======== Task data
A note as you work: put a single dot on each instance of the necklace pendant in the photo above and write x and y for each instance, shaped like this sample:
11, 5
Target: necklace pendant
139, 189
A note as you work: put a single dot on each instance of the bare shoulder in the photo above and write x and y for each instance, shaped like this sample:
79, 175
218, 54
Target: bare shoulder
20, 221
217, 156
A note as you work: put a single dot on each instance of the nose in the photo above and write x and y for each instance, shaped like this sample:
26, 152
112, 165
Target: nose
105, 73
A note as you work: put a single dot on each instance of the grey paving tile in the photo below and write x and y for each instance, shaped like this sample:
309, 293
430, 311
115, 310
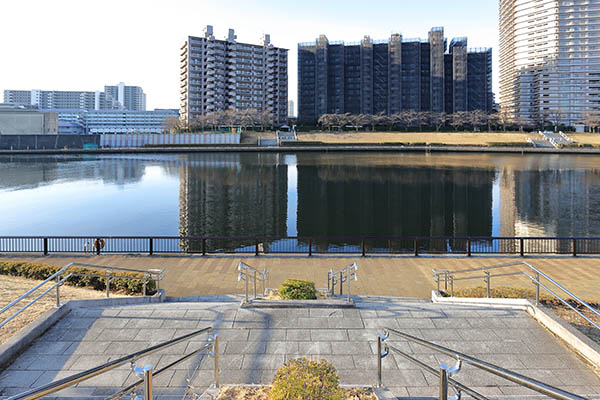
================
[Stated exercise] Please reproduce all of the records above word for word, leaving out the pictures.

[Reply to the exercise]
A note as you work: put a single dot on each instance of the necklace pendant in the photo above and write x and y for each instance, shaped like this sample:
11, 5
Target: necklace pendant
139, 189
A note as you work: put a single dot on each instance of the bare shoulder in the photo above and write x and y for each instance, shaped like this sample:
79, 175
218, 54
Target: bare shoulder
20, 221
217, 156
A note as you work: put a single dot on each instance of the nose in the photo above and write x and y for each instance, shaped like this sample:
26, 152
112, 165
Target: nose
105, 73
A note as you work: put a single dot on each instance of the grey paving tile in the photo below and write x and y for each instance, shaped like this sample:
309, 293
430, 311
115, 310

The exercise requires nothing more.